* **Exercise prompt**
Transcribe every record that appears below, exactly and in full.

** BEGIN **

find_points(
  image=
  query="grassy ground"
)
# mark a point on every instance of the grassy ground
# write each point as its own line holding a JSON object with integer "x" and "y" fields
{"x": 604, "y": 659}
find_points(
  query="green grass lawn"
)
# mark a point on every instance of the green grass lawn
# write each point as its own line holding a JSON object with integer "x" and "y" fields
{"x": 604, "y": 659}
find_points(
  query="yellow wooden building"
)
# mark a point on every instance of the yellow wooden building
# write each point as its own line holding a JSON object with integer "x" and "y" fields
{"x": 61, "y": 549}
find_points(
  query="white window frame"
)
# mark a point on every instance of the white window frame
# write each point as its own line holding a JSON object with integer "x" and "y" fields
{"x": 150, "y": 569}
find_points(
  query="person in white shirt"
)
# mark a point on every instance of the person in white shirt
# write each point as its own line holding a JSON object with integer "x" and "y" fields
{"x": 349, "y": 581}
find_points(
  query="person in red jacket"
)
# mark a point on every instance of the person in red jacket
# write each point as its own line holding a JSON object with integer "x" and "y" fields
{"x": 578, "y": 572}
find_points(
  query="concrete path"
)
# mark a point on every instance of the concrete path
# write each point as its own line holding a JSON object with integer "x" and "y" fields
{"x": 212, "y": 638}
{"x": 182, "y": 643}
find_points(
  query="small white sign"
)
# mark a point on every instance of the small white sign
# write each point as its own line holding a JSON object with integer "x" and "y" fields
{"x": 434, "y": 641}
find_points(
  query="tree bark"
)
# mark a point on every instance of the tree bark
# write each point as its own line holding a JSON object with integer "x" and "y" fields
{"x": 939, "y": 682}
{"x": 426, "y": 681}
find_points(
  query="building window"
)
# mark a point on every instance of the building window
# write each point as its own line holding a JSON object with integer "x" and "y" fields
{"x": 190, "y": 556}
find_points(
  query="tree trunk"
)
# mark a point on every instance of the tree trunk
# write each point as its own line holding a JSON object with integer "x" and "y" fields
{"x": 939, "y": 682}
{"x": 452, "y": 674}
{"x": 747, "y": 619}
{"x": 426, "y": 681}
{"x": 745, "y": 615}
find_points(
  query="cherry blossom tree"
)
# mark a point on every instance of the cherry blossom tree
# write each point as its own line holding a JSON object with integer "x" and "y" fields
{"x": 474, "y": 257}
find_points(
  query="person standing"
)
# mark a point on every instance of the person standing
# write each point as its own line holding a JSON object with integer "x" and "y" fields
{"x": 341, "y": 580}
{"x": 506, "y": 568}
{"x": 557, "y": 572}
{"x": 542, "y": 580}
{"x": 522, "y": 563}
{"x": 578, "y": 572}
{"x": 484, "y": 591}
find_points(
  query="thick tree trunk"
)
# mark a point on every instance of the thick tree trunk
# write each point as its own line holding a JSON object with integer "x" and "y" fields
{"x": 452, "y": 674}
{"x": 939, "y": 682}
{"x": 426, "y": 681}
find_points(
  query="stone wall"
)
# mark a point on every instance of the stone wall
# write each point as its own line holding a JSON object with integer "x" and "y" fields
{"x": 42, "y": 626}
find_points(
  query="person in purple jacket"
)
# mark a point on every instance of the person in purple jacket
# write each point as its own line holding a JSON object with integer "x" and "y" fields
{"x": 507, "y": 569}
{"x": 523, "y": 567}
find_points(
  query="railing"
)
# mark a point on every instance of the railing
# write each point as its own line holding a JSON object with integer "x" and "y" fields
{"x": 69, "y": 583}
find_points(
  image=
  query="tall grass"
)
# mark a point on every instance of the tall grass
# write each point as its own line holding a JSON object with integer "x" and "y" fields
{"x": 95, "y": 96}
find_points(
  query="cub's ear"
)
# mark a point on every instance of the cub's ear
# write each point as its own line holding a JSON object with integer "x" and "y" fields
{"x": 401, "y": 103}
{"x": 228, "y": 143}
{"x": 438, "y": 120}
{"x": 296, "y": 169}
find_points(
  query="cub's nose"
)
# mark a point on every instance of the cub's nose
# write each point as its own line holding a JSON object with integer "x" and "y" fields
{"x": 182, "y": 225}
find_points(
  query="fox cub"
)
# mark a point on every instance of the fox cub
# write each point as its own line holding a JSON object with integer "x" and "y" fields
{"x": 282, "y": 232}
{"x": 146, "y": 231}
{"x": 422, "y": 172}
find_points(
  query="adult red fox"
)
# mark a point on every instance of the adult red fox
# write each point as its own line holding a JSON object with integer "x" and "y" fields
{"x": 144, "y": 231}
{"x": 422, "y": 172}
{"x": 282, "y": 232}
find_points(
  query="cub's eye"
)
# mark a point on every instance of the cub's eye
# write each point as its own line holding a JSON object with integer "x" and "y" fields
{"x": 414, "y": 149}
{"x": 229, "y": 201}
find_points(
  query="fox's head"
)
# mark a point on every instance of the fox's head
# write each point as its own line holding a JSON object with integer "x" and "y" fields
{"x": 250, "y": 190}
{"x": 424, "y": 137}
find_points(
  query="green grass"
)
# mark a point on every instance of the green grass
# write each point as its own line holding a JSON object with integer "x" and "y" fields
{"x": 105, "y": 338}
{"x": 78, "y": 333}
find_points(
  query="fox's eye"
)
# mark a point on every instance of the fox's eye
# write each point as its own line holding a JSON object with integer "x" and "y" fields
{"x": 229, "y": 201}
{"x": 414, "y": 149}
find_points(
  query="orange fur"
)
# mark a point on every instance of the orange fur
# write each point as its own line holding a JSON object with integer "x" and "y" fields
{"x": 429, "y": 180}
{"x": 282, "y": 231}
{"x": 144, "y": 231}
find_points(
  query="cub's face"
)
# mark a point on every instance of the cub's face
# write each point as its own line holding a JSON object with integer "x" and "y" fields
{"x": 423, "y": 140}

** END **

* **Response to this task**
find_points(
  image=
  query="grassy ground"
)
# mark a point on every instance of the grassy ground
# write each point as its own line holding a JSON object with integer "x" and "y" fields
{"x": 604, "y": 659}
find_points(
  query="green grass lawn"
)
# mark a point on every instance of the green grass lawn
# write each point as its own line holding a JSON object with integer "x" and "y" fields
{"x": 604, "y": 659}
find_points(
  query="yellow wooden building"
)
# mark a point on every instance of the yellow wooden building
# write each point as its own line holding a JSON object with integer "x" and "y" fields
{"x": 61, "y": 549}
find_points(
  query="white window frame"
)
# mark a point on every instance of the white window frame
# write each point as its own line holding a JSON object with integer "x" and "y" fields
{"x": 150, "y": 569}
find_points(
  query="person in white shirt"
)
# mark a point on every instance of the person in white shirt
# write each point as its own line holding a JSON object with integer "x" and "y" fields
{"x": 349, "y": 581}
find_points(
  query="person in red jacket"
)
# mark a point on every instance of the person in red jacket
# write each point as its own line holding a JSON object with integer "x" and "y" fields
{"x": 578, "y": 572}
find_points(
  query="concrete path"
)
# mark a point on every instance of the concrete path
# write each point as its own line holding a JSON object with integer "x" and "y" fields
{"x": 212, "y": 638}
{"x": 182, "y": 643}
find_points(
  query="small white sign"
)
# mark a point on every instance of the small white sign
# write each point as its own line holding a JSON object with integer "x" and "y" fields
{"x": 434, "y": 641}
find_points(
  query="tree bark"
)
# mark a point on every instance of the tree bark
# write each point as its own line holding a JSON object with integer "x" and "y" fields
{"x": 939, "y": 682}
{"x": 426, "y": 681}
find_points(
  query="building window"
)
# mark a point on every instance of the building window
# write each point as its own line holding a JSON object with integer "x" and "y" fields
{"x": 190, "y": 556}
find_points(
  query="tree trunk"
)
# mark a point on every instance of the tree trunk
# write each point as its own line holding a JSON object with integer "x" and "y" fields
{"x": 939, "y": 682}
{"x": 452, "y": 674}
{"x": 747, "y": 619}
{"x": 426, "y": 681}
{"x": 745, "y": 615}
find_points(
  query="cherry blossom tree"
)
# mark a point on every instance of the cherry blossom tree
# write each point as its own line holding a JSON object with integer "x" and "y" fields
{"x": 474, "y": 257}
find_points(
  query="person standing"
)
# mark a point on every instance of the person standing
# write each point as its own line holding a JSON object with integer "x" and "y" fields
{"x": 341, "y": 580}
{"x": 506, "y": 568}
{"x": 557, "y": 572}
{"x": 542, "y": 580}
{"x": 522, "y": 563}
{"x": 578, "y": 572}
{"x": 484, "y": 591}
find_points(
  query="thick tree trunk"
)
# mark a point on every instance of the thick tree trunk
# write each point as its own line holding a JSON object with integer "x" and "y" fields
{"x": 452, "y": 674}
{"x": 939, "y": 682}
{"x": 426, "y": 681}
find_points(
  query="stone wall"
)
# mark a point on every instance of the stone wall
# write each point as its own line holding a JSON object with integer "x" and "y" fields
{"x": 42, "y": 626}
find_points(
  query="person in purple jacket"
)
# mark a point on every instance of the person in purple jacket
# write each point as its own line holding a JSON object with integer "x" and "y" fields
{"x": 507, "y": 569}
{"x": 523, "y": 567}
find_points(
  query="railing"
)
# mark a point on every instance of the railing
# write each point as its own line holding a JSON object with integer "x" and "y" fields
{"x": 69, "y": 583}
find_points(
  image=
  query="tall grass"
)
# mark a point on every instance of the tall grass
# write each point as its own line holding a JSON object with integer "x" and "y" fields
{"x": 95, "y": 96}
find_points(
  query="cub's ear"
)
# mark a point on every instance of the cub's ear
# write each point as its own line holding a JSON object with integer "x" and "y" fields
{"x": 401, "y": 103}
{"x": 228, "y": 143}
{"x": 438, "y": 120}
{"x": 296, "y": 169}
find_points(
  query="cub's nose"
)
# mark a point on every instance of the cub's nose
# write each point as its own line holding a JSON object with integer "x" and "y" fields
{"x": 182, "y": 225}
find_points(
  query="fox cub"
)
# mark a point on every instance of the fox cub
# write each point as its own line holding a JSON object with integer "x" and "y" fields
{"x": 282, "y": 232}
{"x": 146, "y": 231}
{"x": 422, "y": 172}
find_points(
  query="adult red fox"
)
# mark a point on every instance of the adult red fox
# write each point as its own line holding a JSON object with integer "x" and "y" fields
{"x": 144, "y": 231}
{"x": 422, "y": 172}
{"x": 282, "y": 232}
find_points(
  query="cub's eye"
)
# mark a point on every instance of the cub's eye
# write each point as its own line holding a JSON object with integer "x" and "y" fields
{"x": 414, "y": 149}
{"x": 229, "y": 201}
find_points(
  query="fox's head"
)
# mark a point on every instance of the fox's head
# write each point as its own line holding a JSON object with integer "x" and "y" fields
{"x": 250, "y": 190}
{"x": 424, "y": 137}
find_points(
  query="green grass"
)
# mark a point on every instance of the green grass
# write each point as its own line holding a JSON object with integer "x" and "y" fields
{"x": 105, "y": 338}
{"x": 78, "y": 333}
find_points(
  query="fox's eye"
)
# mark a point on every instance of the fox's eye
# write each point as its own line holding a JSON object with integer "x" and "y" fields
{"x": 229, "y": 201}
{"x": 414, "y": 149}
find_points(
  query="orange fur"
)
# mark a point on every instance of the orange fur
# write each point as its own line holding a JSON object with integer "x" and "y" fields
{"x": 429, "y": 180}
{"x": 282, "y": 231}
{"x": 144, "y": 231}
find_points(
  query="cub's face"
)
# mark a point on every instance of the cub's face
# write each point as its own line holding a JSON object with integer "x" and "y" fields
{"x": 423, "y": 140}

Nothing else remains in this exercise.